What is being asked
Your answer must consist only of the lines from the start of the entries through the line that holds "Task: find each instance of the white star", copied exactly, with no pictures.

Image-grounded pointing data
____________________
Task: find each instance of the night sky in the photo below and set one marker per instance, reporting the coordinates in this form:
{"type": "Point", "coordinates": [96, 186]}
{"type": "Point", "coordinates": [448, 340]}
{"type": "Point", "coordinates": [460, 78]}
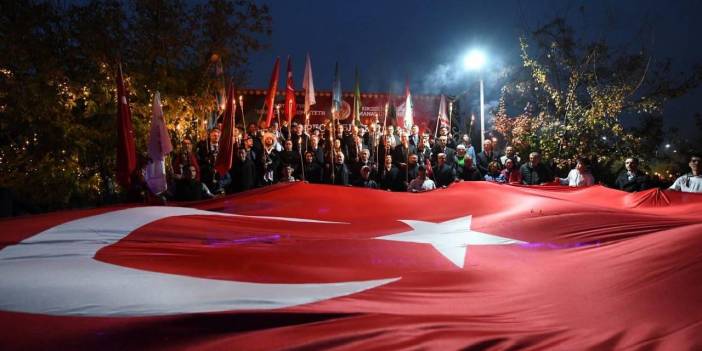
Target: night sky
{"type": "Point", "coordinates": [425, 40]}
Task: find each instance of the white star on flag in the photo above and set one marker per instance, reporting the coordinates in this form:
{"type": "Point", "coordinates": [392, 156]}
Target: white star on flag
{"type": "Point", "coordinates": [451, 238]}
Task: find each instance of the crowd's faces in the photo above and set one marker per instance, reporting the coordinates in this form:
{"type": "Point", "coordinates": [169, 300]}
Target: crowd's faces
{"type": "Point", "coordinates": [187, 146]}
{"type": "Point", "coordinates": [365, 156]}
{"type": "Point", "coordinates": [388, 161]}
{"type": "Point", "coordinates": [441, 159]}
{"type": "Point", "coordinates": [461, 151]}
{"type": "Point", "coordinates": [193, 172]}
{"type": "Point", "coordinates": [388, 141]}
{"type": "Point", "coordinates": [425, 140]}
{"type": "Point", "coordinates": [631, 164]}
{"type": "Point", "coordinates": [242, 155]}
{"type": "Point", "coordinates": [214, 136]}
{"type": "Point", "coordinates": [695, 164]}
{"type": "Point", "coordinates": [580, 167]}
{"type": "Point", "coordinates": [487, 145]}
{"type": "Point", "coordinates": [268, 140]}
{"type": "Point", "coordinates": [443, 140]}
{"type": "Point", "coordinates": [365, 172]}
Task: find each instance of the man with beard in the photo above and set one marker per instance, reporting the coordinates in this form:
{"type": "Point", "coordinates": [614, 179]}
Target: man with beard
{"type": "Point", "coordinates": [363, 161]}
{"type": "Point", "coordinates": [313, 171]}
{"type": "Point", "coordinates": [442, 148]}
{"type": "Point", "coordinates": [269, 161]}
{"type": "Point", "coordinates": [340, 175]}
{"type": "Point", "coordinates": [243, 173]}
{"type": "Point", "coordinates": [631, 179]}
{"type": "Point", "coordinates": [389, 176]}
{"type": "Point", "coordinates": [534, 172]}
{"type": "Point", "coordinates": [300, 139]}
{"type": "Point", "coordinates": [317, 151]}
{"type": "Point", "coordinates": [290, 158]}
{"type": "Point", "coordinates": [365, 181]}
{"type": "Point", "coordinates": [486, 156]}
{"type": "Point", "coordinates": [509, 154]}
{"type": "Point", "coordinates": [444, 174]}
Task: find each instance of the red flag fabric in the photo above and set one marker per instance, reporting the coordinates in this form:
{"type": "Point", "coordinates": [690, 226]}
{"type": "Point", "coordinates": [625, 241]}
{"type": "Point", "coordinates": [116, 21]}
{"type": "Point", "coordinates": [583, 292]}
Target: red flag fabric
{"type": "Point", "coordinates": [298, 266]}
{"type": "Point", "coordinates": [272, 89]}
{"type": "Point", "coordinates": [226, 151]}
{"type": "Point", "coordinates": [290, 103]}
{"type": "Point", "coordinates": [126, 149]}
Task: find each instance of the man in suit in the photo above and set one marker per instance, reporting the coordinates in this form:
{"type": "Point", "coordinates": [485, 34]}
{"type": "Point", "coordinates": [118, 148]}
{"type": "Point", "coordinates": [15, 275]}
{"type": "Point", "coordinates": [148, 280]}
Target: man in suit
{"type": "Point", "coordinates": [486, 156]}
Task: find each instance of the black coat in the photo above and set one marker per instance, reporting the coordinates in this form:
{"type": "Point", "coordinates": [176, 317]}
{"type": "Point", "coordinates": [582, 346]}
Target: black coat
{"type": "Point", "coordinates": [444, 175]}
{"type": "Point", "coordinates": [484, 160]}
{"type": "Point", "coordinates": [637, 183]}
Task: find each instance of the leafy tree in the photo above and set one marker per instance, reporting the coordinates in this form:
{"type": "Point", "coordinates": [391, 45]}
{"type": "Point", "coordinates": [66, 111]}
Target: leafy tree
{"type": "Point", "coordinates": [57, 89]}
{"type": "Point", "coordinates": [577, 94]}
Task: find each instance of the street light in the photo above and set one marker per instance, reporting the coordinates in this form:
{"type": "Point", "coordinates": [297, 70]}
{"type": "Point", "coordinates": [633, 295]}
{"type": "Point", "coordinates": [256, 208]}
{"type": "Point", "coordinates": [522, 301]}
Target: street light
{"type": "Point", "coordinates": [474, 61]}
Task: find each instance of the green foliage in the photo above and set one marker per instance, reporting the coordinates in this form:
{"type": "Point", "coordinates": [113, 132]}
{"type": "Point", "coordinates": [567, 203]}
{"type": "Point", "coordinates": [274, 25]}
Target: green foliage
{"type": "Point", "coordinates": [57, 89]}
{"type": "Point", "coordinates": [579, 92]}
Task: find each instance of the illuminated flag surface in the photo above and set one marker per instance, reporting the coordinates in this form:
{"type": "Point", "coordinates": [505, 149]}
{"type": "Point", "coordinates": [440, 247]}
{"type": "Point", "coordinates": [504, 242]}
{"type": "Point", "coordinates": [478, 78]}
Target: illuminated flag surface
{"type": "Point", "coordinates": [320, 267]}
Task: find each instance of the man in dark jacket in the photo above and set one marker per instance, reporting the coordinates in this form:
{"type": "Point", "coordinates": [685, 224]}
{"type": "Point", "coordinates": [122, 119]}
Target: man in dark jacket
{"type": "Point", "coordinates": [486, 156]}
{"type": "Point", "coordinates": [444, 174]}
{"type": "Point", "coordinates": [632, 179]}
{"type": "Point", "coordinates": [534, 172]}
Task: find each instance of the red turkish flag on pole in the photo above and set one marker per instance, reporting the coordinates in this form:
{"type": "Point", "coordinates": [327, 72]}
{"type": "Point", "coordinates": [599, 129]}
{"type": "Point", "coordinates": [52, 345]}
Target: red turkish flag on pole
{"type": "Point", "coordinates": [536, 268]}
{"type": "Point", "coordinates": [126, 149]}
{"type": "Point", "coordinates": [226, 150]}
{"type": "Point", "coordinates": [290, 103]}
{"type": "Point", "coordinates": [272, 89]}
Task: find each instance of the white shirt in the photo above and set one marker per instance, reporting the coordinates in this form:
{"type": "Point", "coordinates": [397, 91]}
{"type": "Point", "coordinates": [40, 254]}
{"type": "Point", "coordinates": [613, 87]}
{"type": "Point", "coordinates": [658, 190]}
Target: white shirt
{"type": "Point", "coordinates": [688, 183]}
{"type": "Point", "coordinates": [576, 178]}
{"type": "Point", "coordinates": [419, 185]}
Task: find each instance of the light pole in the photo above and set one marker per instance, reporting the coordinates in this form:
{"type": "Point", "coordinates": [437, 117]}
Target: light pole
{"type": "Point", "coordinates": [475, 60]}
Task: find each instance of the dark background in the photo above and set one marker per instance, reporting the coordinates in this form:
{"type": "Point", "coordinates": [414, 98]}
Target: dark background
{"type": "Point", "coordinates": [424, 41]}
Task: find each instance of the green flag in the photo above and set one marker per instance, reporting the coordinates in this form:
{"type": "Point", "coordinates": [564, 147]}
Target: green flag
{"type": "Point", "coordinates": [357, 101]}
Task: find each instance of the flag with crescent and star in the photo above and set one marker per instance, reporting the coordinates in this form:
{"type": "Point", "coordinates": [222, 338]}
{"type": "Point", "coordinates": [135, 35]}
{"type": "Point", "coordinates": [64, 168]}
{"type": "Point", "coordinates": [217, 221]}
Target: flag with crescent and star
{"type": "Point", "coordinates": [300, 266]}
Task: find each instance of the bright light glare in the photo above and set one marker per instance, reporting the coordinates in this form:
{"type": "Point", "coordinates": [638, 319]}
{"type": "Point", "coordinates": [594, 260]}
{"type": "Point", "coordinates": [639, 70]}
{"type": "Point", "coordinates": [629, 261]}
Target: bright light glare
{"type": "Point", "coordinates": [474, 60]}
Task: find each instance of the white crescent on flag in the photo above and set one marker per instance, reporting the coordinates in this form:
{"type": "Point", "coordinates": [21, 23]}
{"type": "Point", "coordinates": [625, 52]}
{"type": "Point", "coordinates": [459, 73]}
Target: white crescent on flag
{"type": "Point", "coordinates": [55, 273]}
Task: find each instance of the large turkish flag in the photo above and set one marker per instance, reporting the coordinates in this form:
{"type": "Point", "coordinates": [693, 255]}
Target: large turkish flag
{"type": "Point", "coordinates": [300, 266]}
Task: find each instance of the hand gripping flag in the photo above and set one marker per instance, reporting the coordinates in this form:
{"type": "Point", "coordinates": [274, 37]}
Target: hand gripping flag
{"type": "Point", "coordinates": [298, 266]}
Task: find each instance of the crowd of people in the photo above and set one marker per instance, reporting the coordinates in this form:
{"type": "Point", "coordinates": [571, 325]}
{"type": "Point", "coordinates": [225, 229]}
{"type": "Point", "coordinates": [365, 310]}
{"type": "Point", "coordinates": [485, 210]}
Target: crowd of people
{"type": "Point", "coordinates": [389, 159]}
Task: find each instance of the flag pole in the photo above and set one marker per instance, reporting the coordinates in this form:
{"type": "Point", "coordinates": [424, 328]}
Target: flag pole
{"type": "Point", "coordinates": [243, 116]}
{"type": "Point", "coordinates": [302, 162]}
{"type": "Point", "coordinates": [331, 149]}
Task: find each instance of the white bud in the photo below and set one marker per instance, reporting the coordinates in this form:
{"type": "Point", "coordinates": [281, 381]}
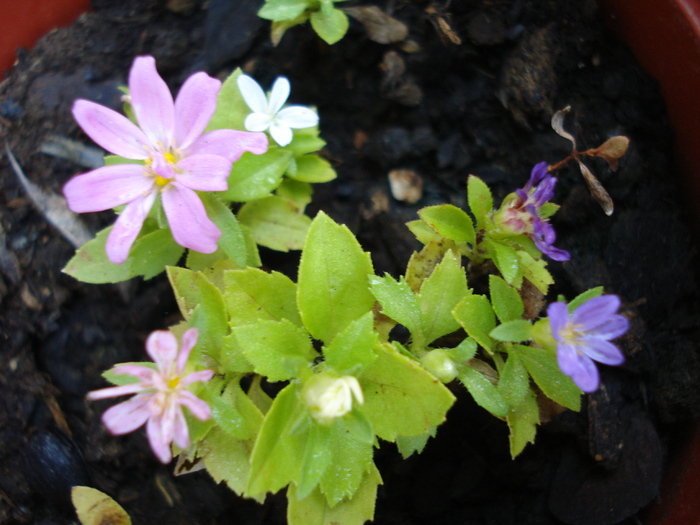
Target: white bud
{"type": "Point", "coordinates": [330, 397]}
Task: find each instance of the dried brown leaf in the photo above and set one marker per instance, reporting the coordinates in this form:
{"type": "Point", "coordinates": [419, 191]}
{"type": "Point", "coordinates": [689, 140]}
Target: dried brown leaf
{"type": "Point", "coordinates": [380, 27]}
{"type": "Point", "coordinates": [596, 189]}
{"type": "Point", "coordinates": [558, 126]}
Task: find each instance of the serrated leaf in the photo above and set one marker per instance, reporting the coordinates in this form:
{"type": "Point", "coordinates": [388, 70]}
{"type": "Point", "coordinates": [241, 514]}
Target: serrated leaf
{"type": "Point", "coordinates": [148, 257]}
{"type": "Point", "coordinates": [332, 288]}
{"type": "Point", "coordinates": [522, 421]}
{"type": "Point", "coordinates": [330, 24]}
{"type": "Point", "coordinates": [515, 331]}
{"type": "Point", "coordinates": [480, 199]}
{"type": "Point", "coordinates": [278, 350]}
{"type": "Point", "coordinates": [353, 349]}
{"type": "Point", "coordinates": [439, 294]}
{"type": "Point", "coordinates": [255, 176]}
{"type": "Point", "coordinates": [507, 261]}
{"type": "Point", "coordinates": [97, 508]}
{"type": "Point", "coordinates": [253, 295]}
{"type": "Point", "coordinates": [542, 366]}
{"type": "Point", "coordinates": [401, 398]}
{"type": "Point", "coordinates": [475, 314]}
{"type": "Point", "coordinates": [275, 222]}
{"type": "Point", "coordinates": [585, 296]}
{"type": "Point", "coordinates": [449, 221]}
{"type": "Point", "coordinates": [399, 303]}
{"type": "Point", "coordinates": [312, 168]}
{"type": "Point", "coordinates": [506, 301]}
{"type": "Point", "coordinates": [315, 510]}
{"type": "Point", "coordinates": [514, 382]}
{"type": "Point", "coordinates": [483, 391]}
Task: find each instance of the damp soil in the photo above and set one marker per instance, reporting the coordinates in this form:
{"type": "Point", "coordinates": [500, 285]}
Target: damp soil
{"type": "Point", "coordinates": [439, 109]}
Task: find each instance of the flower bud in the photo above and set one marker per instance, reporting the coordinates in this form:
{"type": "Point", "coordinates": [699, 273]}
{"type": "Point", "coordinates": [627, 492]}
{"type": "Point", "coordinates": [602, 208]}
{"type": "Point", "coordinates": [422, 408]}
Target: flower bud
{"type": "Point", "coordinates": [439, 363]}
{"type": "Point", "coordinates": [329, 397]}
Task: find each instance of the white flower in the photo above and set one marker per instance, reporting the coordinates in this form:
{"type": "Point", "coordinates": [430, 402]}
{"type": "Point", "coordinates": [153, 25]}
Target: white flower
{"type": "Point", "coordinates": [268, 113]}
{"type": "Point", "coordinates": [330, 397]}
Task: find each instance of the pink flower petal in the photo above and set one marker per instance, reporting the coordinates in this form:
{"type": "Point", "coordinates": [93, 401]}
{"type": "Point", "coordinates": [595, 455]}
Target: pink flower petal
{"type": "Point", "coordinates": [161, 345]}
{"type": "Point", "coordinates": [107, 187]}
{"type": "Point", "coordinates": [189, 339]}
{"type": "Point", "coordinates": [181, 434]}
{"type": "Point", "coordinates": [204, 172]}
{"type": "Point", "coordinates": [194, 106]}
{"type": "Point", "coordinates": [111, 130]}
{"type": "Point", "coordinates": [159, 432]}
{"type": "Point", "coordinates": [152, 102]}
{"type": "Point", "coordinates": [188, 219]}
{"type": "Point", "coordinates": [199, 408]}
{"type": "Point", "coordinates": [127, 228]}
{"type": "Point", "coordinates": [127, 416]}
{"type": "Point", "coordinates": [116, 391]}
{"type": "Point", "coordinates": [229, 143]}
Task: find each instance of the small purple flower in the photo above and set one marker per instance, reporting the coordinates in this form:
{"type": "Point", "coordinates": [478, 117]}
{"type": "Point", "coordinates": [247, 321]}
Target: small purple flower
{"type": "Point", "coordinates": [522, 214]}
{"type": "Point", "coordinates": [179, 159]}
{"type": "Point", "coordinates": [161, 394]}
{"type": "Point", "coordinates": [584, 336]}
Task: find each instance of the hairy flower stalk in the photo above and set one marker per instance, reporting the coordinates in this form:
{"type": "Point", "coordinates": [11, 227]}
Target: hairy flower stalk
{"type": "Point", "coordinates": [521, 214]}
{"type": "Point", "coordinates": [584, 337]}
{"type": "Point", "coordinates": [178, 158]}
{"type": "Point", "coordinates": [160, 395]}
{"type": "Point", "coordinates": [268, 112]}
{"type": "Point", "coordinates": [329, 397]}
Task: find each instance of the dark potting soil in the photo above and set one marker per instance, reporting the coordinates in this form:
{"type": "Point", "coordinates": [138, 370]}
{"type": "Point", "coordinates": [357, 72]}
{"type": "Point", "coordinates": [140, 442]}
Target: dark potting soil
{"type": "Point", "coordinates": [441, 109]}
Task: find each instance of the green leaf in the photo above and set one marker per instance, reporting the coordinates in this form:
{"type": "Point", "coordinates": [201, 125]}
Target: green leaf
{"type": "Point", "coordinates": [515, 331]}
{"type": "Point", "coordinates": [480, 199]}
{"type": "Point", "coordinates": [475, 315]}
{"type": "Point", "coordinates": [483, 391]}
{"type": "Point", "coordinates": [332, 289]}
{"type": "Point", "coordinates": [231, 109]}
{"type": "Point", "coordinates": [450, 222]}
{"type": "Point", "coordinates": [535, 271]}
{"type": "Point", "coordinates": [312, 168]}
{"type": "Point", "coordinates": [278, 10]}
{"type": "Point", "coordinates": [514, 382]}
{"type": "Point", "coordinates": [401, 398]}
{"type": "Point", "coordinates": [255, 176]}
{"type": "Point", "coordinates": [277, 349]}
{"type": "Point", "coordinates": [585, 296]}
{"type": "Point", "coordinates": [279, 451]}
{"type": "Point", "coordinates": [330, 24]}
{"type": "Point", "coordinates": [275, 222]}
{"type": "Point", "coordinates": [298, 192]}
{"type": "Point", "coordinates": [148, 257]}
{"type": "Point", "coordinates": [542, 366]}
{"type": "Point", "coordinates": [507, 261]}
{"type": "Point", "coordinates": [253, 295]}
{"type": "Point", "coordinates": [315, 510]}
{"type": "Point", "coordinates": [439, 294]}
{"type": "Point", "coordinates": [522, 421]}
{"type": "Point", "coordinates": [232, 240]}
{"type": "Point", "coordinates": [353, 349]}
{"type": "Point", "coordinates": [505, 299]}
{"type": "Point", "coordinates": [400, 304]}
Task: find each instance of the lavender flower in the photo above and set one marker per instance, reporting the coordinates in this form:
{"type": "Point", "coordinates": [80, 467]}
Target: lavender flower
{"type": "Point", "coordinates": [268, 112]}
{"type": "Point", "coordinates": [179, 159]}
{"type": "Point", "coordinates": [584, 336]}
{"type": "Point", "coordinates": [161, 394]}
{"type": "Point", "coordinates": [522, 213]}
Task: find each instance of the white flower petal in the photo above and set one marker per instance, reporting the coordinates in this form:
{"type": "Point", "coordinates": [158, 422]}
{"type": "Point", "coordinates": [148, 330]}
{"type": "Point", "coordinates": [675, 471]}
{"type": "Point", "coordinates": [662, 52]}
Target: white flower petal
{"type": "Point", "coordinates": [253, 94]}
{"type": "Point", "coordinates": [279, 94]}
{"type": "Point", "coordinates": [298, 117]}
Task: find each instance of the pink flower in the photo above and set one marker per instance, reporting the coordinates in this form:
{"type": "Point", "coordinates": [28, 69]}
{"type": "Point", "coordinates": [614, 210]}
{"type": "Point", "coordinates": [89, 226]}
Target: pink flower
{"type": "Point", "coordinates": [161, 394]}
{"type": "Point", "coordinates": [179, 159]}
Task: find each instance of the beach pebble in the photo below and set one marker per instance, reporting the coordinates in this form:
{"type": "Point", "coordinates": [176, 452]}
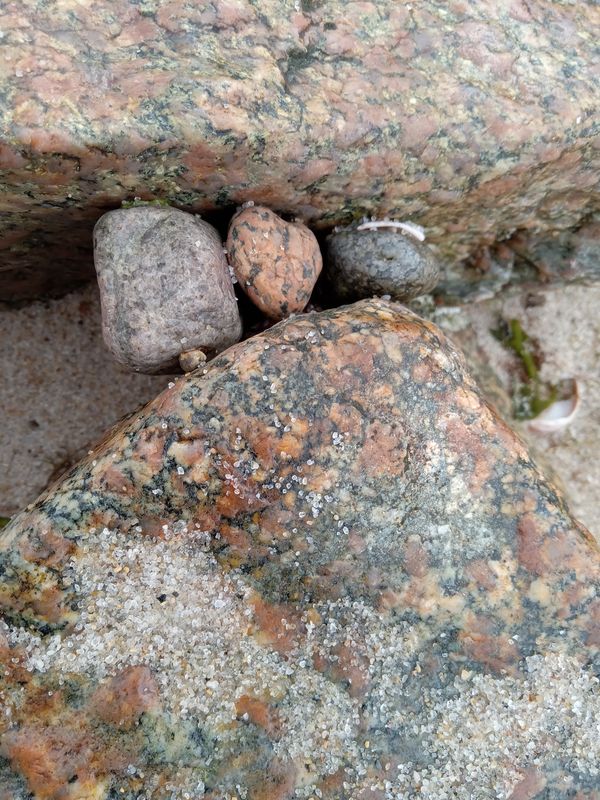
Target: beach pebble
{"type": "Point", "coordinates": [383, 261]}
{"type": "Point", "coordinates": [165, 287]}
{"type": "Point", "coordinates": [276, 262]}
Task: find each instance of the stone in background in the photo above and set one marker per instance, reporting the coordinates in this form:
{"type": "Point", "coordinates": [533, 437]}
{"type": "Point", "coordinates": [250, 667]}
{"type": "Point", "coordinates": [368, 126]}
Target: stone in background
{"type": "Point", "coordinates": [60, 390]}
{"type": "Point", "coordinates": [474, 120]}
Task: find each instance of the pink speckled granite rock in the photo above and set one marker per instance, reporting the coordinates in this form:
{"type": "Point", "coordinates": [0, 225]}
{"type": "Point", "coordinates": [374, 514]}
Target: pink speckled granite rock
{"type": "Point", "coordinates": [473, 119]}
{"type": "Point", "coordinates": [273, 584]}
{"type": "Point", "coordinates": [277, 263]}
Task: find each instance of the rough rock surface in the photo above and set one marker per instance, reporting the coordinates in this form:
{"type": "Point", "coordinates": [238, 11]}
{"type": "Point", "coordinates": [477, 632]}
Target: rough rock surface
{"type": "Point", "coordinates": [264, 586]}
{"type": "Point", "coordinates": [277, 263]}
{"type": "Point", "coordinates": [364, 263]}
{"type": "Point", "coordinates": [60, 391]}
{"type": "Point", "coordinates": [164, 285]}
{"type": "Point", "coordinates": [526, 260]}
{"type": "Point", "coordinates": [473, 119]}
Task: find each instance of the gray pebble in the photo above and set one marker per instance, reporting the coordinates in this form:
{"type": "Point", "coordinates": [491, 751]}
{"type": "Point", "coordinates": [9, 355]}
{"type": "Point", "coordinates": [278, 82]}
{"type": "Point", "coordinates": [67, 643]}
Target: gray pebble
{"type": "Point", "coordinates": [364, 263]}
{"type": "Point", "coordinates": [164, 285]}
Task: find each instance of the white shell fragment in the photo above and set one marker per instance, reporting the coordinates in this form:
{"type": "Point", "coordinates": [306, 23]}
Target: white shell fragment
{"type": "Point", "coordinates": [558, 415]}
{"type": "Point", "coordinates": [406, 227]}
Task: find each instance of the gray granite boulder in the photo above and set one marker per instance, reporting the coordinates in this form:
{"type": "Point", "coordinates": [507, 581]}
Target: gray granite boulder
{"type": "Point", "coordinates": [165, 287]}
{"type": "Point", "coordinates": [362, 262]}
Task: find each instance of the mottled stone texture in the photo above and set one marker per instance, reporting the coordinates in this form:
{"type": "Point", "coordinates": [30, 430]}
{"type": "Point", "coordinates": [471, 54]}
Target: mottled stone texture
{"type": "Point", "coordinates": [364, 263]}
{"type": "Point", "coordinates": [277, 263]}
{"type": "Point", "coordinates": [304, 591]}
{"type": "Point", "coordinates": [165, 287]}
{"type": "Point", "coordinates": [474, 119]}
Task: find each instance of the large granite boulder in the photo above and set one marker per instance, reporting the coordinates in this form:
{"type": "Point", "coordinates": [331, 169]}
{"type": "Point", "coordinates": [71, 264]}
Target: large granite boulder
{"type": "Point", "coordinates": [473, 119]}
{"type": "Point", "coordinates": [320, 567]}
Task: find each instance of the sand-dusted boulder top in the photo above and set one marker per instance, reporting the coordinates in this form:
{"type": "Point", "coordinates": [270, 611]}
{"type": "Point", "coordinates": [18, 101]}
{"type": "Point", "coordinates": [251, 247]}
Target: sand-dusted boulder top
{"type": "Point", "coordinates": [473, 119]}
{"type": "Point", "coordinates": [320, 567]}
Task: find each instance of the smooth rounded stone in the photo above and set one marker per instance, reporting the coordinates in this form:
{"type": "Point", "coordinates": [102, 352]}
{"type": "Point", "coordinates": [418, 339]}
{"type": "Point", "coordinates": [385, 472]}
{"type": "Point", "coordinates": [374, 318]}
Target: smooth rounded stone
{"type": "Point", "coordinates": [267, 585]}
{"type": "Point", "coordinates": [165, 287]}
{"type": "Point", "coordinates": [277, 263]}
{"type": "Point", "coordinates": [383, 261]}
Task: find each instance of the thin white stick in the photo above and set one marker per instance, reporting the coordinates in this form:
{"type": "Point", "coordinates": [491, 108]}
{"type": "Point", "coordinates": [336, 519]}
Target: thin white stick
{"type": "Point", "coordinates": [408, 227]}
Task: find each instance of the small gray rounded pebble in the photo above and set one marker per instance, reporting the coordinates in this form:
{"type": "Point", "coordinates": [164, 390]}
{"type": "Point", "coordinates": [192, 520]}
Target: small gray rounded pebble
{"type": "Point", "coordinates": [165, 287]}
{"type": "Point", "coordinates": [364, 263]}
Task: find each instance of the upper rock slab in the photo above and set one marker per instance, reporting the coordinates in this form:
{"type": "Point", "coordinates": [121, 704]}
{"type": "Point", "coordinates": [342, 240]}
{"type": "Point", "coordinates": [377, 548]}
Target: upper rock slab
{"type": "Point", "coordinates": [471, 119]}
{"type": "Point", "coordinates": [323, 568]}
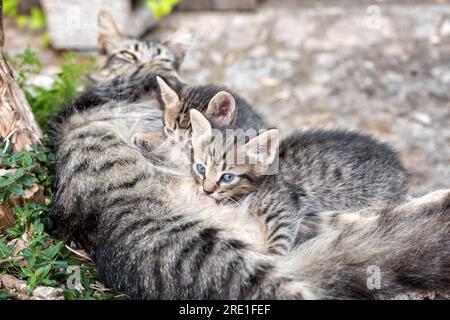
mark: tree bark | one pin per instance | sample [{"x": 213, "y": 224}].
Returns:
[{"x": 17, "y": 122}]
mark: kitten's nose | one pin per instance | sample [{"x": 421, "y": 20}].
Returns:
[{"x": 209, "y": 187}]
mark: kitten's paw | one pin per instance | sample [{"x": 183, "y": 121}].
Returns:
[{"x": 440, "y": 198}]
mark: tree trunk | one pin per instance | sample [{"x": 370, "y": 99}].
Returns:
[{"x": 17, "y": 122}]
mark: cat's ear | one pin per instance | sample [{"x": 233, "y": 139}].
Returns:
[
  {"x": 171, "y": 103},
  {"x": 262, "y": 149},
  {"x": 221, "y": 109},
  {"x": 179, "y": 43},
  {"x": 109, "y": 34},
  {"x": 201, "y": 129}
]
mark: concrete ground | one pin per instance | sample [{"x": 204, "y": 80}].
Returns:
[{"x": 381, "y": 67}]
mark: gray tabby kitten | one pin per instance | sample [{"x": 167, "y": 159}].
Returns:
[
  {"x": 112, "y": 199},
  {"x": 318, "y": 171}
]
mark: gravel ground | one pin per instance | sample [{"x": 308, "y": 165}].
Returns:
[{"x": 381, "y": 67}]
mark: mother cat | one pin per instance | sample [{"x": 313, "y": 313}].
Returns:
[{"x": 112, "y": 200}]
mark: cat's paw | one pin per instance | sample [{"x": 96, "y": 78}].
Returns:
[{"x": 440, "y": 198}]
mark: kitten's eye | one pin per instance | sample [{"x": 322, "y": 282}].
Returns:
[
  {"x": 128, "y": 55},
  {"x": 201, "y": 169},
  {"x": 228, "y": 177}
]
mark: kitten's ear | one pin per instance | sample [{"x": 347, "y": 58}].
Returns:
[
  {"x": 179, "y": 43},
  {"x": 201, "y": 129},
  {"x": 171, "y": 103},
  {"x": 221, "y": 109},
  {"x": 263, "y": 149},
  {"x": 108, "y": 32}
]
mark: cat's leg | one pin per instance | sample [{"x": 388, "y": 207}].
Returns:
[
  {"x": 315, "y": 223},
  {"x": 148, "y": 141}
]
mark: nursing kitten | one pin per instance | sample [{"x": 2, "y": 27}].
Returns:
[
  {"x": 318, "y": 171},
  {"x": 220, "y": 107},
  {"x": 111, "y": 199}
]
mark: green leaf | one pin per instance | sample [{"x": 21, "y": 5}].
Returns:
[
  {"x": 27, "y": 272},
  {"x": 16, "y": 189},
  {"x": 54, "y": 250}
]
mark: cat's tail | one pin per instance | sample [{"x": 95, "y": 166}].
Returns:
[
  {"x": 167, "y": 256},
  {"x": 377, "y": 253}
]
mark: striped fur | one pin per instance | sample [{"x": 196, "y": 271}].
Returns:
____________________
Result of this task
Task: find each instance of the night sky in the photo below and set one marker per instance, reporting the coordinates in this form:
{"type": "Point", "coordinates": [96, 186]}
{"type": "Point", "coordinates": [448, 340]}
{"type": "Point", "coordinates": [460, 78]}
Target: night sky
{"type": "Point", "coordinates": [425, 40]}
Task: find each instance of the white star on flag in the photo above and set one marker per instance, reporting the coordinates in this form:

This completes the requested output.